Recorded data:
╭──
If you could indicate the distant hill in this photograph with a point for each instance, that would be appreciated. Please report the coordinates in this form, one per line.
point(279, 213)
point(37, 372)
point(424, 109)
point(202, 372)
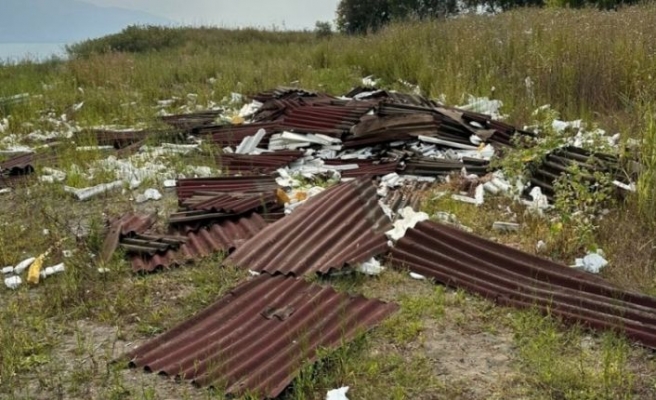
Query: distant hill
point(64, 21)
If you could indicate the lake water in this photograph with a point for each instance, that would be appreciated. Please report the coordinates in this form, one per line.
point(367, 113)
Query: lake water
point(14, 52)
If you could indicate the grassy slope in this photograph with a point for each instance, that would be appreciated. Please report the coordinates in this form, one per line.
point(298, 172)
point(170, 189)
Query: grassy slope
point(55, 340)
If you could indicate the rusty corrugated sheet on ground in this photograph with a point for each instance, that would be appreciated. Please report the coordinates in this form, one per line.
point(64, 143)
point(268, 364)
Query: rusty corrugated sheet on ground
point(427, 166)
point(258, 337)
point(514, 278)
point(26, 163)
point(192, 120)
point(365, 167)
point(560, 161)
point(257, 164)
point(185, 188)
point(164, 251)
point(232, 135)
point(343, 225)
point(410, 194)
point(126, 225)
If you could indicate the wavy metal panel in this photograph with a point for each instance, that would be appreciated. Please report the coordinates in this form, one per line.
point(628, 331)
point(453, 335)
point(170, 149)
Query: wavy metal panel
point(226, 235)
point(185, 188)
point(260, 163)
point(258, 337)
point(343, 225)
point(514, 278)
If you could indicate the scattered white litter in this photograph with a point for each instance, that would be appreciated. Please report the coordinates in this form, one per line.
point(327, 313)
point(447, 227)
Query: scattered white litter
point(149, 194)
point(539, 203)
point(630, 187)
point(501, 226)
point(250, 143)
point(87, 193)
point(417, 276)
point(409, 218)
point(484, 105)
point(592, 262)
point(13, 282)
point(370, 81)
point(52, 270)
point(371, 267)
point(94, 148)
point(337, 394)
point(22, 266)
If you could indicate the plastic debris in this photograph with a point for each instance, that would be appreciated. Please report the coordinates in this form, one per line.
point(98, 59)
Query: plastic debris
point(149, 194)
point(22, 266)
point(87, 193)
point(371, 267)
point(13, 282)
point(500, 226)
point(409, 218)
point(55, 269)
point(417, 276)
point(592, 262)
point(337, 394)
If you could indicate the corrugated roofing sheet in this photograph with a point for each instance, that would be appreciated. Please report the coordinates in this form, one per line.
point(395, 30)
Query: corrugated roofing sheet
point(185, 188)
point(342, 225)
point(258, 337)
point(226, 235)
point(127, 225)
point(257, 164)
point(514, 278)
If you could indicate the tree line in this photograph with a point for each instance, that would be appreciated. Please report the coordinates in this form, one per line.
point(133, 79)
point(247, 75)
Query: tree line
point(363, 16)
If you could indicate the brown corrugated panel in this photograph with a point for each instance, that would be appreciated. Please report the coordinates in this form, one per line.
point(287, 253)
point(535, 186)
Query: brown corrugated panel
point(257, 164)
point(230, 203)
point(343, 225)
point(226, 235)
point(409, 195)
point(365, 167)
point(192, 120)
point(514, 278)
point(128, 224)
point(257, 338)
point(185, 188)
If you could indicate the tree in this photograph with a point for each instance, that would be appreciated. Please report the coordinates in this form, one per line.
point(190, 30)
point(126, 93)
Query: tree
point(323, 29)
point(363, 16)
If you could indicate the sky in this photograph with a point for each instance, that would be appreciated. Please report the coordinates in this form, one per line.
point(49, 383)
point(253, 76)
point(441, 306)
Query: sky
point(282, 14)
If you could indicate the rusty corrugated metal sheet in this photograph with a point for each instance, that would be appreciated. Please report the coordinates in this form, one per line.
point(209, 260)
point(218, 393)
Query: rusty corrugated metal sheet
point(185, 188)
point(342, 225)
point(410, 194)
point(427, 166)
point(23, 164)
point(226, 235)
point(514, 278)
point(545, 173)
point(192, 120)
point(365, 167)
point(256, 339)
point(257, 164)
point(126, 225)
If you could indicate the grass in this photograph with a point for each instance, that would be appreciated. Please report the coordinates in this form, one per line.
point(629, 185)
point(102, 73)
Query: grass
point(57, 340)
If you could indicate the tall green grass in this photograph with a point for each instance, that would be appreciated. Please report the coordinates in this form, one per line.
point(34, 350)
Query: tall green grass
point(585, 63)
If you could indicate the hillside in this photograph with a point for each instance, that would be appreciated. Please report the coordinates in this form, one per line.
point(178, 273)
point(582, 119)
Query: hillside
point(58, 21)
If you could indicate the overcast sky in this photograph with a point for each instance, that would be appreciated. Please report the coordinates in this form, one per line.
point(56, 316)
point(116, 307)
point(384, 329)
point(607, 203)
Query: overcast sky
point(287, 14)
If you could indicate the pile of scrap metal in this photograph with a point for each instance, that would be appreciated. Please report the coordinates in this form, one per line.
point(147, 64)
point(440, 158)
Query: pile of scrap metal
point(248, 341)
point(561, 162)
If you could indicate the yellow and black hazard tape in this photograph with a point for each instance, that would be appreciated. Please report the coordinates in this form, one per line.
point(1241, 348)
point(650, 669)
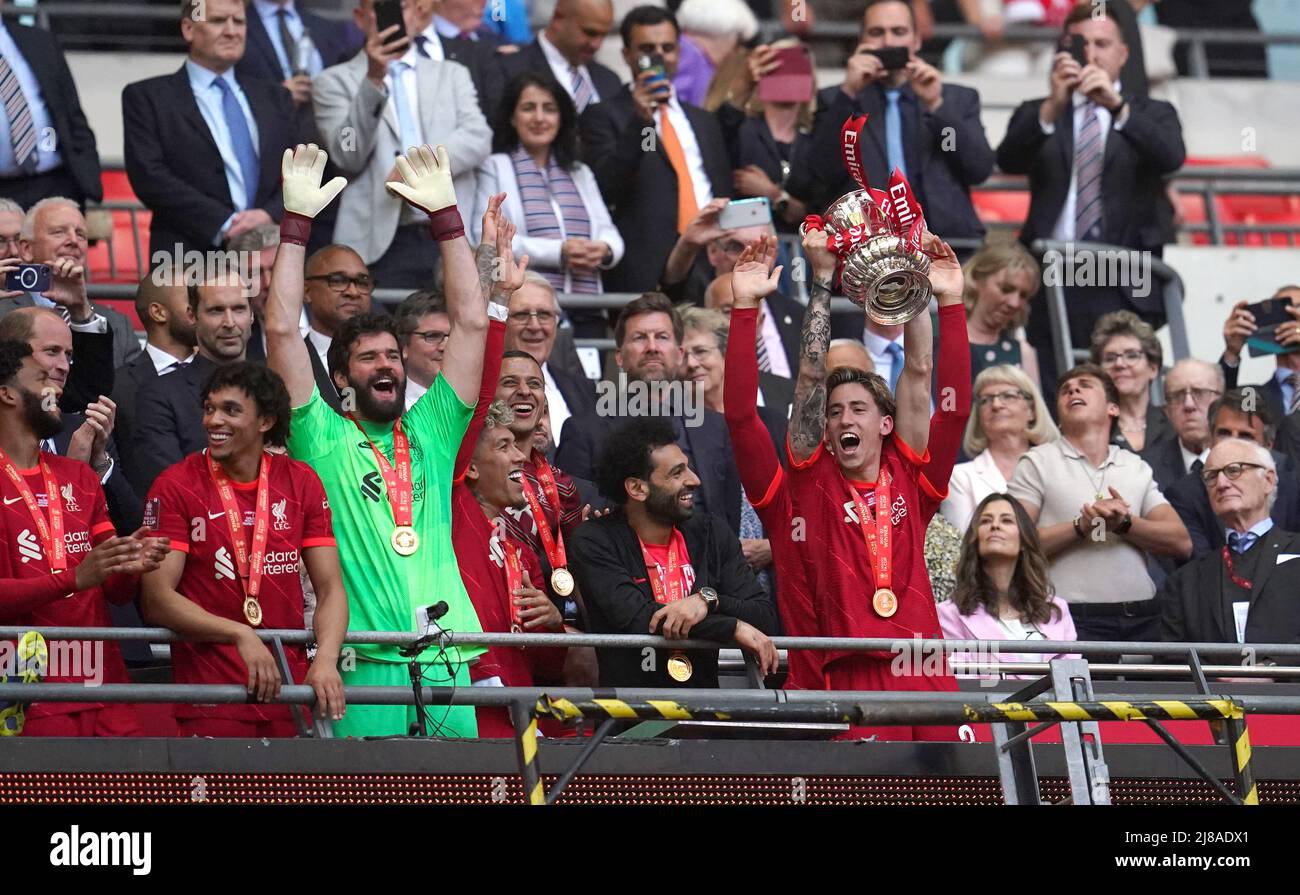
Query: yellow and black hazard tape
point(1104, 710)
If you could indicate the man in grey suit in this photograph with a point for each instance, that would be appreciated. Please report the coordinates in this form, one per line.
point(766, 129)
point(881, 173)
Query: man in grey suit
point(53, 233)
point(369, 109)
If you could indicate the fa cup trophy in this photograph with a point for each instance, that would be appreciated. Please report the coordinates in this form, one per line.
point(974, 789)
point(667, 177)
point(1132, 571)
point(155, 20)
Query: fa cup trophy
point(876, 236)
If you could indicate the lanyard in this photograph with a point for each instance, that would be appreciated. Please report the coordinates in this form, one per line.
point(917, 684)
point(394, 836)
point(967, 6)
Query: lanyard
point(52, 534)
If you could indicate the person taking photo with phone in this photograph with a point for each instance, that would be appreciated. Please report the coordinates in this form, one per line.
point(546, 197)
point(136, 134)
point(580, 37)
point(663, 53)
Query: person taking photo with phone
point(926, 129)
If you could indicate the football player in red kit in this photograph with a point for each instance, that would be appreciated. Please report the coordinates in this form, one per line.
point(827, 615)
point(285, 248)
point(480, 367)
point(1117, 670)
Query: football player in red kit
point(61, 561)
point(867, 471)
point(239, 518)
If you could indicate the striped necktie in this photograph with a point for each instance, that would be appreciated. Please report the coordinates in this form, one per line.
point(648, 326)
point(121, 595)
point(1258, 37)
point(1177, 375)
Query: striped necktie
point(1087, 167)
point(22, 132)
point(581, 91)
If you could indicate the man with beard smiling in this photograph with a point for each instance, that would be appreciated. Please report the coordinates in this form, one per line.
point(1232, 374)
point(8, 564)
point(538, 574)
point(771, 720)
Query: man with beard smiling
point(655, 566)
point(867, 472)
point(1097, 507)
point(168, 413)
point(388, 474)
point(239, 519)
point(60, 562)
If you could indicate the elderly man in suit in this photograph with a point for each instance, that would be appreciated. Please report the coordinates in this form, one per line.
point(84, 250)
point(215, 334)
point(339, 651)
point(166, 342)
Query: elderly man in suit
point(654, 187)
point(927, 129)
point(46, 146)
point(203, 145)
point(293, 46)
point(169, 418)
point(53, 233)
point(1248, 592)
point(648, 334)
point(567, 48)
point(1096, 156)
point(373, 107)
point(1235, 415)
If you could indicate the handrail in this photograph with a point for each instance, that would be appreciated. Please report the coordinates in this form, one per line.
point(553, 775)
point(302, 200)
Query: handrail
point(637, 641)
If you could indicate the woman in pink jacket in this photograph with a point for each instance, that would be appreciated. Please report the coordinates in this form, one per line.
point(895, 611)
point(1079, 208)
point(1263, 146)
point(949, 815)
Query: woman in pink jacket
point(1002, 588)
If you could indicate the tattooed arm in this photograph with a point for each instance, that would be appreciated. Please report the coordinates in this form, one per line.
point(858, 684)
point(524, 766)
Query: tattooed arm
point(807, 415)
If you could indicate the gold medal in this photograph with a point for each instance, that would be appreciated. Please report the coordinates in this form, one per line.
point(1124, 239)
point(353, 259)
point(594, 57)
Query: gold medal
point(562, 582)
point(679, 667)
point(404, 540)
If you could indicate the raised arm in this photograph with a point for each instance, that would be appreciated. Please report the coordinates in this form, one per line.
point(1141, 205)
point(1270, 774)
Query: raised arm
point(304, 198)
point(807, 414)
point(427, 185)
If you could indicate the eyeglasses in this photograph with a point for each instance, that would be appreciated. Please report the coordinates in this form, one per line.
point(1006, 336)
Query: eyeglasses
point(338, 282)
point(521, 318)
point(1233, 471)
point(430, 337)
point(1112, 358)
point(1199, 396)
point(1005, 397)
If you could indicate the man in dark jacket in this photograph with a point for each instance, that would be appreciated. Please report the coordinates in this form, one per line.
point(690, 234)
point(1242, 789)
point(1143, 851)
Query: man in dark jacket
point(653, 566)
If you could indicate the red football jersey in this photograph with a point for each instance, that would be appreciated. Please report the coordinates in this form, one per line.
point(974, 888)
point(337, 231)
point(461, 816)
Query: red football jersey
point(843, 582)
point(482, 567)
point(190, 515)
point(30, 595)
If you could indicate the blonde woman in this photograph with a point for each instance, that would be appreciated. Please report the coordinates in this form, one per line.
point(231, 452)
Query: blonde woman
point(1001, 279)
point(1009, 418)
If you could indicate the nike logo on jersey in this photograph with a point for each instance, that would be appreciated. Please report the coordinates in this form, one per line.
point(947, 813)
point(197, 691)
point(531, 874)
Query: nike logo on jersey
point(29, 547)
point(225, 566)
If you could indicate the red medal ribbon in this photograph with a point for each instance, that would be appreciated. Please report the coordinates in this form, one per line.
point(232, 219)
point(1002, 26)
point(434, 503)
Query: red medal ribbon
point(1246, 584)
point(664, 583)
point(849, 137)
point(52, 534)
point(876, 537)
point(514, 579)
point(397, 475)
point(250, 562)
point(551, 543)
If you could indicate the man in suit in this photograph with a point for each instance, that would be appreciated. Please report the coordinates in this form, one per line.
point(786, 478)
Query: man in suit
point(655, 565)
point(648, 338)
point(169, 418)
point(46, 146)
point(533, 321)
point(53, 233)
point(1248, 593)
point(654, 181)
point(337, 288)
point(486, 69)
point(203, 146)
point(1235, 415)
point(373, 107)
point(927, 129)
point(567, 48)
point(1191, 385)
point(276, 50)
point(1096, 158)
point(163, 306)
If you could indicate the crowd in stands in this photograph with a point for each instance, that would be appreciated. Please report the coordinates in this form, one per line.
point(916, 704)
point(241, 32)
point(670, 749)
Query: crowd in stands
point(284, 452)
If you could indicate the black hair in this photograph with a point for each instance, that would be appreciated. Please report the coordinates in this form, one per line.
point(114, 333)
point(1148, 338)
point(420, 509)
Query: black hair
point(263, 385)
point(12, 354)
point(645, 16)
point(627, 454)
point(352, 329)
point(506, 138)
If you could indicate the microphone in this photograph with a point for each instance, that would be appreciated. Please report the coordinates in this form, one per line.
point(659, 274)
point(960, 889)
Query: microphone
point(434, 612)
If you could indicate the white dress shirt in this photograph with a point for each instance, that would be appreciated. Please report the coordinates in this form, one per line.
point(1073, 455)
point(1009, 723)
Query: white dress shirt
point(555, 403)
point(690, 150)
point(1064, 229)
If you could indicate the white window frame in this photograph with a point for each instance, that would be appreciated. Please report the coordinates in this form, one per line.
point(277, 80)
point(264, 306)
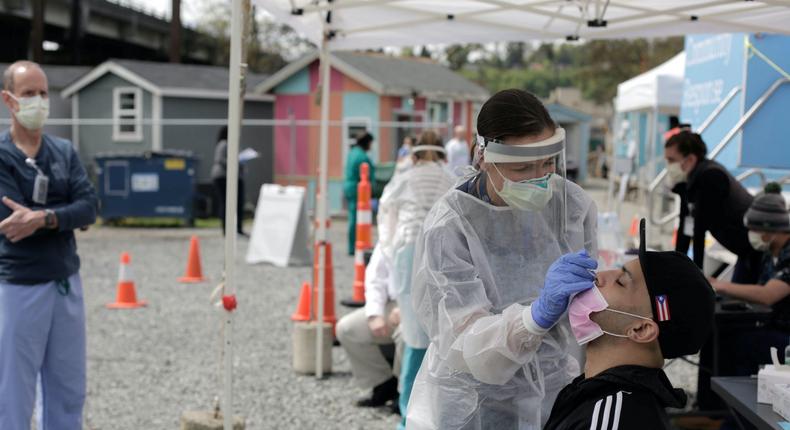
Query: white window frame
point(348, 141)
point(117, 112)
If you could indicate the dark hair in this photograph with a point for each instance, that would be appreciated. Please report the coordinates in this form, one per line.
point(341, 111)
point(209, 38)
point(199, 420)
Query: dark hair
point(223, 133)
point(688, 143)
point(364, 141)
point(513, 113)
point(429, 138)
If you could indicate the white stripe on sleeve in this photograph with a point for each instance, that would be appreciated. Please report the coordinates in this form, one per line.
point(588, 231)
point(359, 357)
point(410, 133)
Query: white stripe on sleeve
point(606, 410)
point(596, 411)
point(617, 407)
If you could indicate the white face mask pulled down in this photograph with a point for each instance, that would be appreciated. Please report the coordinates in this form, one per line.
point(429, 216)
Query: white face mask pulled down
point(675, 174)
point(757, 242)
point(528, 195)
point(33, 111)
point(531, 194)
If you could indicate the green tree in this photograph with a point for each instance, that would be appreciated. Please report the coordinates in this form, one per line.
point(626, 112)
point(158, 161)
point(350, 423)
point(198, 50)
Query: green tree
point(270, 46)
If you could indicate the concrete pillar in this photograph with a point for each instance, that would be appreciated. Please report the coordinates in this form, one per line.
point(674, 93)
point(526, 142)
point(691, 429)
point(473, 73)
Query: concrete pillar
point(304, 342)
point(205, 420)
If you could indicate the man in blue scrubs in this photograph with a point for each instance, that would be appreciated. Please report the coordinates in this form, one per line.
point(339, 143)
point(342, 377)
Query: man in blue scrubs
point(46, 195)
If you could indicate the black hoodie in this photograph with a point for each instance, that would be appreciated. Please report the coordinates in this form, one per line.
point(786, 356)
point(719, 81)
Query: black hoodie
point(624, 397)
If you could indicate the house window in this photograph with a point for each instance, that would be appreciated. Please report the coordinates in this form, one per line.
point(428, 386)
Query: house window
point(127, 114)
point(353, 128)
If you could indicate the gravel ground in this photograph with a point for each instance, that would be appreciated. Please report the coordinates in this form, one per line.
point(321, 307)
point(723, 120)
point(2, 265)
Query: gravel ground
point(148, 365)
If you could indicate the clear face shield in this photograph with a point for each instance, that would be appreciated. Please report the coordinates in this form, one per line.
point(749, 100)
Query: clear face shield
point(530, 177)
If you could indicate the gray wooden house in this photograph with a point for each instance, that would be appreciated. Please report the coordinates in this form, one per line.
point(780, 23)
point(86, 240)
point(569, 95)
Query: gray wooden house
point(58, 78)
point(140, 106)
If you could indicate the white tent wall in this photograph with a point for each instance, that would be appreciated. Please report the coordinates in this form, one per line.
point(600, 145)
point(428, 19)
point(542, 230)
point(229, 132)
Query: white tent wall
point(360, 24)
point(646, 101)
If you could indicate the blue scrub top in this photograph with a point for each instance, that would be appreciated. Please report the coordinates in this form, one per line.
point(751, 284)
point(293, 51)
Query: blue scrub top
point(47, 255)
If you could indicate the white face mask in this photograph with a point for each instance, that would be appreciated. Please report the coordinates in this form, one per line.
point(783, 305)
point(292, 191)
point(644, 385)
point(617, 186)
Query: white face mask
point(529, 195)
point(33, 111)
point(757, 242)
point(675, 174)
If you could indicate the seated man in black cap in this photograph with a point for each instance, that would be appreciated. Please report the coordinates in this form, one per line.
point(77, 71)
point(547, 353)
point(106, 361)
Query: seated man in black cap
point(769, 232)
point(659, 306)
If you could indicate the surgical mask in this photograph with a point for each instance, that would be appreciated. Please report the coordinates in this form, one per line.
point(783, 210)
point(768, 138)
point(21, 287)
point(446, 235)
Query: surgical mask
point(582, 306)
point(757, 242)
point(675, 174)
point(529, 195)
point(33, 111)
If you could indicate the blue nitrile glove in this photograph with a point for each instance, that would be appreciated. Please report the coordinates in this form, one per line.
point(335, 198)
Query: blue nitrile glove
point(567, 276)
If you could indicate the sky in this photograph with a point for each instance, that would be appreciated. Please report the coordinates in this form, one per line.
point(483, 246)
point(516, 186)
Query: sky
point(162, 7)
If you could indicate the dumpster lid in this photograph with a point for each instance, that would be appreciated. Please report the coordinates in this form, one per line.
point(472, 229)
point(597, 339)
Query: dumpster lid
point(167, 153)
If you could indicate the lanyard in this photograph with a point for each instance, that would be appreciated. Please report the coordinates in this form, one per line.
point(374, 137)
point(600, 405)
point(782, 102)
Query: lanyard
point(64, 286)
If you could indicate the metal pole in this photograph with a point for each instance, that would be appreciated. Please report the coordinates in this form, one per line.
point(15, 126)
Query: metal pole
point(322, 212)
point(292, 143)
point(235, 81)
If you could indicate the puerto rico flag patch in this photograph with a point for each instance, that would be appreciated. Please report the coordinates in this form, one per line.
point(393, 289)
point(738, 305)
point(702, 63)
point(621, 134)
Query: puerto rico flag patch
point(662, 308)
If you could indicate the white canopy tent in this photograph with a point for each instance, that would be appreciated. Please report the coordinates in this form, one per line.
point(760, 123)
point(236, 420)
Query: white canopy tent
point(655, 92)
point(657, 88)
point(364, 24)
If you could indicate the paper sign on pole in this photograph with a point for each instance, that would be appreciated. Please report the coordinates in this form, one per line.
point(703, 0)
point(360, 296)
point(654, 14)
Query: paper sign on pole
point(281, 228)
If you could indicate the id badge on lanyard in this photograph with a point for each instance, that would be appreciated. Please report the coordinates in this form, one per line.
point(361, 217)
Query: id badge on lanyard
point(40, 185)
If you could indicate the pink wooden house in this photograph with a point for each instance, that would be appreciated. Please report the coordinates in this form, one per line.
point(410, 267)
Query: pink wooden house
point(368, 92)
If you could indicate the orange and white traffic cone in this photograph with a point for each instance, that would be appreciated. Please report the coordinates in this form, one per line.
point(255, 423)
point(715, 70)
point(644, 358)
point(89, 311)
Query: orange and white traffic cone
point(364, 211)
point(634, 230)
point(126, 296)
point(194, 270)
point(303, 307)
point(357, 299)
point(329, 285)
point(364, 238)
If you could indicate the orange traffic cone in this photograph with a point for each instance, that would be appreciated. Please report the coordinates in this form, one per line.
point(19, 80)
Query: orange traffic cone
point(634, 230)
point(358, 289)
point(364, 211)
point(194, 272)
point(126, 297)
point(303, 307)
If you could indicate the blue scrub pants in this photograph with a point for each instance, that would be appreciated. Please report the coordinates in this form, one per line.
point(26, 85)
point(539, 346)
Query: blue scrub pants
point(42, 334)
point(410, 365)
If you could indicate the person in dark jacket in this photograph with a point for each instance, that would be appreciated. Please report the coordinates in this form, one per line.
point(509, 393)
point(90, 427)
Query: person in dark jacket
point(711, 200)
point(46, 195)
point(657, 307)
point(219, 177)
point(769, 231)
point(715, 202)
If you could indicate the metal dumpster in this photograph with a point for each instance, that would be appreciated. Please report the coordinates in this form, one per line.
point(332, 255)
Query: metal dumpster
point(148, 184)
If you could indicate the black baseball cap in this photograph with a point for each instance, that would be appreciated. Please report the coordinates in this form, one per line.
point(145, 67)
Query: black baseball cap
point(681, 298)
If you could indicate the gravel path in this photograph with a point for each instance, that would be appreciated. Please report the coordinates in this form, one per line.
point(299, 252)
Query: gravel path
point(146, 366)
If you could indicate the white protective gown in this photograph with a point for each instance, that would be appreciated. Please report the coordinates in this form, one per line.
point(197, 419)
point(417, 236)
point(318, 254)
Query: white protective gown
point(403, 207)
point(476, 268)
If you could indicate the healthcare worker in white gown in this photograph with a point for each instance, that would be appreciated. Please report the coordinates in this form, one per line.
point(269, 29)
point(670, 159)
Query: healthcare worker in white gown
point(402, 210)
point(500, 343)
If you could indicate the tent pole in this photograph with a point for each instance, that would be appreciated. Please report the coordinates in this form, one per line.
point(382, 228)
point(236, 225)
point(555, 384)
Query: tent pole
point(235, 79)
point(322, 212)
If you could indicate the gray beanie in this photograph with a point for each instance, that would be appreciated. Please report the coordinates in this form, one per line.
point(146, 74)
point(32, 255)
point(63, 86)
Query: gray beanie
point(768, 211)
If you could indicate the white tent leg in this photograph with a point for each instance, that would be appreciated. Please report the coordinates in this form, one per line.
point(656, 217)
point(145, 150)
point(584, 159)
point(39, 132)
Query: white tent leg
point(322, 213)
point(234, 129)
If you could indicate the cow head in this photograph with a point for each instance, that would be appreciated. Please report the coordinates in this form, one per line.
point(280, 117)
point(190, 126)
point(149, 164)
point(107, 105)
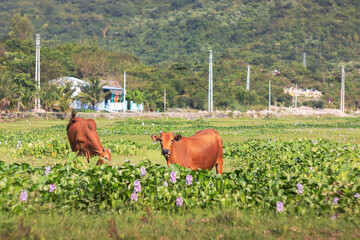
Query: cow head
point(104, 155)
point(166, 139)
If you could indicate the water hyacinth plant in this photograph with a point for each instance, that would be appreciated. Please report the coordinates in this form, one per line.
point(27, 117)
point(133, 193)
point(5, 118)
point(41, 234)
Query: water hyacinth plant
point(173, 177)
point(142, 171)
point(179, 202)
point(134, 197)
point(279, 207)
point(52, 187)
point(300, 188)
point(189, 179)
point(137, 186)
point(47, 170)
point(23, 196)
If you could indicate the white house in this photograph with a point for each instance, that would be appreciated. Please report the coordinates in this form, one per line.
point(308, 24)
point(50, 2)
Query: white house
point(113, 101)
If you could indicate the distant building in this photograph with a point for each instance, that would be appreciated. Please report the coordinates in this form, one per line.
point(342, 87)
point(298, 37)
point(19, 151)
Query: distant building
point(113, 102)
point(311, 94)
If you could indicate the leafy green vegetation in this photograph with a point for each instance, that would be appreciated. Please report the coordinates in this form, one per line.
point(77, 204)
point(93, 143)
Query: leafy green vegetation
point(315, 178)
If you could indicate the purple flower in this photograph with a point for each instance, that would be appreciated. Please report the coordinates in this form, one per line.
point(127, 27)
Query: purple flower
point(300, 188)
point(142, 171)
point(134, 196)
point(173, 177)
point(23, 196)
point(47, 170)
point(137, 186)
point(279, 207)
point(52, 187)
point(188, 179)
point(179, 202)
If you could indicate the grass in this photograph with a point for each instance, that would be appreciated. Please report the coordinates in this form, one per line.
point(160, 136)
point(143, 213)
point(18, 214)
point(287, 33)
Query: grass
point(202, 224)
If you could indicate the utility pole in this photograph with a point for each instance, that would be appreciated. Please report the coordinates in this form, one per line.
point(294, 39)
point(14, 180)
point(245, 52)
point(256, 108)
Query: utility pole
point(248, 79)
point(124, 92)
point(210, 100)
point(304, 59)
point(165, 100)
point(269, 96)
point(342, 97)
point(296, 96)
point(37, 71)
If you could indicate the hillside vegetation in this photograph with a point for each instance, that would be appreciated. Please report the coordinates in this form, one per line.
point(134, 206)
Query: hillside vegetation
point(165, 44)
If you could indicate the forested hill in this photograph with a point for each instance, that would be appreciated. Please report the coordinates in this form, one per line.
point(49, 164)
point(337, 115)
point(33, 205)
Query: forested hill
╰──
Looking at the data above, return every line from the one with "point(600, 405)" down to the one with "If you could indicate the paper", exactly and inclusively.

point(600, 405)
point(782, 102)
Query: lanyard
point(64, 286)
If you could indicate the metal pole in this photograph with a point for each instance, that would be appreciated. Please report the coordinates in this form, one per line.
point(15, 126)
Query: metal pole
point(322, 212)
point(292, 143)
point(235, 81)
If you could indicate the puerto rico flag patch in this photograph with a point for each instance, that would be appreciated. Please report the coordinates in this form, one per line.
point(393, 289)
point(738, 305)
point(702, 63)
point(621, 134)
Query: puerto rico flag patch
point(662, 308)
If you could indicate the white canopy tent in this photograph with a point for each instance, that would be appreciated. Please report the coordinates in this form, one per line.
point(760, 123)
point(236, 420)
Query: white canopy tent
point(655, 92)
point(657, 88)
point(364, 24)
If you could indicate the paper sign on pole in this photograph with a point for each instance, that would be appreciated. Please report the coordinates in this form, one per line.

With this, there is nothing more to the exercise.